製造業において、外装部品のコスト削減と高品質な仕上がりを両立することは、常に大きな課題です。その中で注目されているのが「材着シルバー」成形技術です。三光合成株式会社は、世界最大級の無塗装シルバー部品を成形し、外観品質と生産効率の向上を両立させました。本記事では、材着シルバーの基本、課題と対策、成形プロセス、実績を詳しく解説します。


材着シルバー成形技術とは?

材着シルバーの量産成形品

材着シルバー成形技術は、塗装不要なシルバー樹脂を使用する成形プロセスです。成形工程で金属粉を含む特殊な樹脂を射出し、製品の表面に高級感のあるシルバーカラーを直接形成します。これにより、従来の塗装工程が不要となり、コスト削減と環境負荷軽減が可能です。


開発の背景と目的

  • コスト削減のニーズ

    外装部品の塗装工程は、高コストで環境への影響も大きい。

  • 高品質な外観要件

    自動車外装部品は美観と耐久性の両立が必要。

  • 競争力強化

    同一金型で黒とシルバーの打ち分けを行うことで、生産効率が向上。


課題と対策

材着シルバーの成形には、以下のような課題がありました。

1. 樹脂の流動ムラ(フローマーク)

## 作業 1
材着シルバー成形技術の記事について、次の問いに答えよ。
(a) 三光合成株式会社が成形したのは、どのような部品か。
(b) 成形工程で射出されるのは、どのような樹脂か。
(c) 同一金型で何を行うことで、生産効率が向上するとされているか。

名前付き対象の位置指定記録:
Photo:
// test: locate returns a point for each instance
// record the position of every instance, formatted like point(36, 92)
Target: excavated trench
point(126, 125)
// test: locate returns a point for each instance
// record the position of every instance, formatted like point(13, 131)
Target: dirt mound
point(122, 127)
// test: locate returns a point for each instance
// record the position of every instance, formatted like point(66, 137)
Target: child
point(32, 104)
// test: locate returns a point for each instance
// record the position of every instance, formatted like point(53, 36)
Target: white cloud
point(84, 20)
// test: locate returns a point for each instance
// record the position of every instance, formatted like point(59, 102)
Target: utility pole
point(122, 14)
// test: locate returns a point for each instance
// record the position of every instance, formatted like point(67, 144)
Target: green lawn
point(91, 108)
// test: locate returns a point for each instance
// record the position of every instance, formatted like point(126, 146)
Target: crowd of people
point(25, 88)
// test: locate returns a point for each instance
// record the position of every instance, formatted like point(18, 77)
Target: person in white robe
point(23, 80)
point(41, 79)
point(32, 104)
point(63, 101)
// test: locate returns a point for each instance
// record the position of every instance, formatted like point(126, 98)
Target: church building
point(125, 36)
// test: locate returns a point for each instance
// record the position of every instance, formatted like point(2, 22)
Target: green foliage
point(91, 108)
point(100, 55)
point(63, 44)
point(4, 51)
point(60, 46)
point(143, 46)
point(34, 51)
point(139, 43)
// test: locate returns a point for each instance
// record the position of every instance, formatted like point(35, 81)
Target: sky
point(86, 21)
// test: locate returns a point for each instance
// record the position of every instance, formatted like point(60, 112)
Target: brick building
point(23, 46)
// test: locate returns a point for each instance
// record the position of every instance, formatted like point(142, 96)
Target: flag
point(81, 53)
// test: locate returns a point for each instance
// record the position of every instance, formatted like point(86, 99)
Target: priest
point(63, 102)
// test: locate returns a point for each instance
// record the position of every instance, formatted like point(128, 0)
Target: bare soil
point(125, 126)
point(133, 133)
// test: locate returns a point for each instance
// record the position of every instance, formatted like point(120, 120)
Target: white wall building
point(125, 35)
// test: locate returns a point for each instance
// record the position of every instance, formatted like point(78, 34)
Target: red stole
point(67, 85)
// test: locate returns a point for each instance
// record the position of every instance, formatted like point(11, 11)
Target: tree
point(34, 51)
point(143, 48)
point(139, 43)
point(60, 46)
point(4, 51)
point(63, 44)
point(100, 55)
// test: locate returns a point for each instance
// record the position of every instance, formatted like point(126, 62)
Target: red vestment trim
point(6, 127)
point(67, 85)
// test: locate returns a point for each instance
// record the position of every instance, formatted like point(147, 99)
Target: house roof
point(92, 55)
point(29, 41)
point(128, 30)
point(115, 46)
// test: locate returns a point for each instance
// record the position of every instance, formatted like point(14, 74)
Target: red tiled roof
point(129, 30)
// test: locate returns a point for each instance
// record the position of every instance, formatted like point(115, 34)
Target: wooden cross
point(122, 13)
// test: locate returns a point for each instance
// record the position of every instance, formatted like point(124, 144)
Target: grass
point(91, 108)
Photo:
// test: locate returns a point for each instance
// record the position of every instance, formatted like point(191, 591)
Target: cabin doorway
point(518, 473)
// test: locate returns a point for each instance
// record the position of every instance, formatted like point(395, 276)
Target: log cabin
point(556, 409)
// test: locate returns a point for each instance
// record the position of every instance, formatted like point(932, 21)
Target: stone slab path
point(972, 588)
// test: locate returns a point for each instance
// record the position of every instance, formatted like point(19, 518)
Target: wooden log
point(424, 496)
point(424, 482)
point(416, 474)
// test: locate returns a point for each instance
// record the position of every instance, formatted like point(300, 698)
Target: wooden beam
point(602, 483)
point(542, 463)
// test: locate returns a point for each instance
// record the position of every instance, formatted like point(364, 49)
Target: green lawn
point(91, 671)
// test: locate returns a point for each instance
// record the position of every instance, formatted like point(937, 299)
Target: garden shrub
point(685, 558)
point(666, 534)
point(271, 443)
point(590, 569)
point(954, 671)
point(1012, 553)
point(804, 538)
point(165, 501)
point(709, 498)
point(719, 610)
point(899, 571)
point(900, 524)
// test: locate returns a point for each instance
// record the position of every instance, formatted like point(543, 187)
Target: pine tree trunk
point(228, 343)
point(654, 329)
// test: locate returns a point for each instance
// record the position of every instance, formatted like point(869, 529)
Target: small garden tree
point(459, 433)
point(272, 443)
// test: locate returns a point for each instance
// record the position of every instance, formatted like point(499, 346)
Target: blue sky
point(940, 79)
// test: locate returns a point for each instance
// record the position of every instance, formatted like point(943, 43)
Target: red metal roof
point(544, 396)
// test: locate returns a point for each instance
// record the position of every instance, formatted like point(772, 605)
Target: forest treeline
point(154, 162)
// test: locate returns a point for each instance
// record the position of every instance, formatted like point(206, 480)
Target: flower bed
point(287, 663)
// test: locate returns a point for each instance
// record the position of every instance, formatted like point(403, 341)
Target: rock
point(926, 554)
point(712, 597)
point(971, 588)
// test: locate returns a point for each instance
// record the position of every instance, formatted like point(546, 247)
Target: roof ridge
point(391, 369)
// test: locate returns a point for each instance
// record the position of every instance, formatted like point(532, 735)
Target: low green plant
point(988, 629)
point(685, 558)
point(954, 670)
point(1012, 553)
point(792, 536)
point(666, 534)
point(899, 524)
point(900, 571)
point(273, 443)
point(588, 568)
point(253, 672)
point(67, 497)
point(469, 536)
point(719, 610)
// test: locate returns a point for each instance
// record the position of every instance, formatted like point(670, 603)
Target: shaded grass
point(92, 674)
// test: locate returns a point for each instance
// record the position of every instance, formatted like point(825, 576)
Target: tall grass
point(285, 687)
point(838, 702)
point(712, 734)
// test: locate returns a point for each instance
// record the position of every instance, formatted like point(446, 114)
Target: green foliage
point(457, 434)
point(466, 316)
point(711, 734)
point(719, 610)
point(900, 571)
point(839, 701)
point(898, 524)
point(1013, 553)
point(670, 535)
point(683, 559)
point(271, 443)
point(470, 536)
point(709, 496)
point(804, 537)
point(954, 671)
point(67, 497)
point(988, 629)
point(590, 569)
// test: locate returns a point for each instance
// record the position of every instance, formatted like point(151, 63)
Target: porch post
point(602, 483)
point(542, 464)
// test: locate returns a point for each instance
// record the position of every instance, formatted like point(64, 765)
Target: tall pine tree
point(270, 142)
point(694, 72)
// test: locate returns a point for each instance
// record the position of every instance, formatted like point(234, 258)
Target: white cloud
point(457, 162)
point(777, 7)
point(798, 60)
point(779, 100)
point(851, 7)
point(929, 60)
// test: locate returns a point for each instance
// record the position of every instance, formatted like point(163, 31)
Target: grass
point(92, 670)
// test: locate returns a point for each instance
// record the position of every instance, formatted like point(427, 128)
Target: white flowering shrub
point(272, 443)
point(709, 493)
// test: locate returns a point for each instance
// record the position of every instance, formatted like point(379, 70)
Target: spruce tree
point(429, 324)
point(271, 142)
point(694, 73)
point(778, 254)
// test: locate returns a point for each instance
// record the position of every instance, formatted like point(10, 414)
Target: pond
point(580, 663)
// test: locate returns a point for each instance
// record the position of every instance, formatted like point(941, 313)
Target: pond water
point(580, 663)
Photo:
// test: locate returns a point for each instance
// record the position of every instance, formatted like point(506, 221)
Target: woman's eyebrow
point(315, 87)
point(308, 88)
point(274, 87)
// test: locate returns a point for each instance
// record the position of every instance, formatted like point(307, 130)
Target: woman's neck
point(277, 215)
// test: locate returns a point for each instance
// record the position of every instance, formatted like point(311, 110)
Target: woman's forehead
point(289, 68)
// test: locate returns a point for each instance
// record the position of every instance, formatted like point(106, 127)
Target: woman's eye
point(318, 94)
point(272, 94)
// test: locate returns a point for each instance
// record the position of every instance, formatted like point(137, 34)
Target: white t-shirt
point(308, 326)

## 作業 2
記録の冒頭から「point(126, 125)」を含む行までの範囲だけを、両端を含め、指示の行もそのまま残して書き出し、解答の座標を0.4倍に縮尺変更してください。各数値は整数に丸め、0.5は切り上げる。指示の行にある書式例の数値は変えない。

## 解答 1
(a) 世界最大級の無塗装シルバー部品
(b) 金属粉を含む特殊な樹脂
(c) 黒とシルバーの打ち分け

## 解答 2
Photo:
// test: locate returns a point for each instance
// record the position of every instance, formatted like point(36, 92)
Target: excavated trench
point(50, 50)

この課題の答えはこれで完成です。